++++ Provided entries

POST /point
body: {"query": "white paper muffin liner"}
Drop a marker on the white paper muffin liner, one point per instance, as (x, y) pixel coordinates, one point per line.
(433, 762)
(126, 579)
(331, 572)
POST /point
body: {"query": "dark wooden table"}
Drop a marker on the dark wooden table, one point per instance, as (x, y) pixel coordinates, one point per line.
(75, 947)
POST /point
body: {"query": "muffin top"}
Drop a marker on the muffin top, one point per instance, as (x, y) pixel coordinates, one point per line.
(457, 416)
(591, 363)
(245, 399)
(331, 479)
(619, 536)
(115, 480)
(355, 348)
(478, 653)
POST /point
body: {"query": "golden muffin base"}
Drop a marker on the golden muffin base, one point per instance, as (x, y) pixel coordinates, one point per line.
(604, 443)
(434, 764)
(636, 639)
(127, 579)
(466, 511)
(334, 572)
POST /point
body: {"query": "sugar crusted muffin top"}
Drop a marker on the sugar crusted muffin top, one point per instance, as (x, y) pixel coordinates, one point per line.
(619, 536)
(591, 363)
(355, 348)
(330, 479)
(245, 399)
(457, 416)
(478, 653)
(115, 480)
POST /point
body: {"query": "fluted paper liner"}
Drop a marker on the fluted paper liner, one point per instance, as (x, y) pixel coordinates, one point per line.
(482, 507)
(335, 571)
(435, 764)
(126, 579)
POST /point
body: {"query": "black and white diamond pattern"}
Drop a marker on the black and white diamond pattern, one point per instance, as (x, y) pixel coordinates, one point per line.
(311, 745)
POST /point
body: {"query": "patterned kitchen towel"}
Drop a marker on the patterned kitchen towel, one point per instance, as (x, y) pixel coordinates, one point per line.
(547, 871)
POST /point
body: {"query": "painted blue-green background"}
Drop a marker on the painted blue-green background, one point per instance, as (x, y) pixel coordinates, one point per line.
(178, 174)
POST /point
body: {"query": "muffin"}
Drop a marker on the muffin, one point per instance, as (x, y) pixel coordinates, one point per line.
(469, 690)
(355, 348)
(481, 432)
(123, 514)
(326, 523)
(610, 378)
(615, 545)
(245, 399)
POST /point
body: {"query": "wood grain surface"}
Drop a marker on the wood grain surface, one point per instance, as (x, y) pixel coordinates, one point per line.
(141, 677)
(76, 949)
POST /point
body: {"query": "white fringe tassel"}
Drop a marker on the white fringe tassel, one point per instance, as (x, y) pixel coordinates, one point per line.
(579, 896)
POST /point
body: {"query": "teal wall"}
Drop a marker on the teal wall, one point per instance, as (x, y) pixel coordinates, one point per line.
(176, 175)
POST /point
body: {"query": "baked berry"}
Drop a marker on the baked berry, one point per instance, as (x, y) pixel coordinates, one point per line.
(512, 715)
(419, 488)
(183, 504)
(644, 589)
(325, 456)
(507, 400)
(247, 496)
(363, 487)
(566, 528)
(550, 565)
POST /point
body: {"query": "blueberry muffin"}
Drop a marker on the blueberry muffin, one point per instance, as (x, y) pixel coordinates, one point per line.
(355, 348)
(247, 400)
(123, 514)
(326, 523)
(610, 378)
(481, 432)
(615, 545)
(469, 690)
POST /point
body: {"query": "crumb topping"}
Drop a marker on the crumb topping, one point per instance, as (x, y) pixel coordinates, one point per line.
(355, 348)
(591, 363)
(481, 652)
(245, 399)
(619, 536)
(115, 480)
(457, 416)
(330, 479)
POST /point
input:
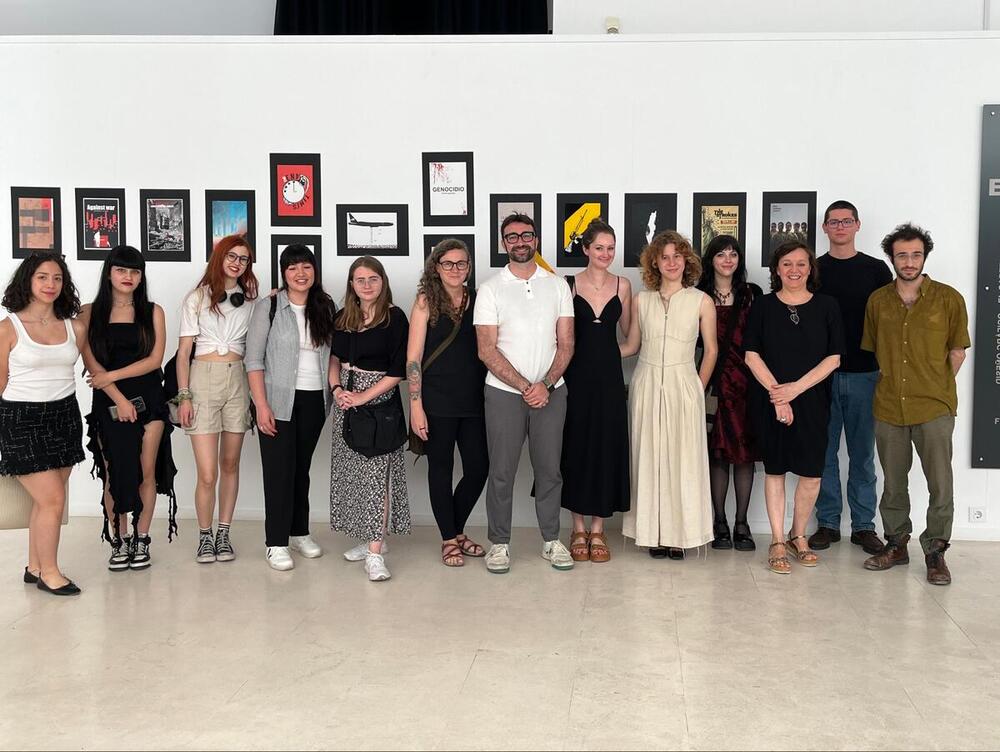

++++++++

Gather every line from the listing above that contains the word "golden".

_In response_
body: {"query": "golden muffin base"}
Drop a marker on the golden muffin base, one point per instance, as (x, y) pixel coordinates, one point per line.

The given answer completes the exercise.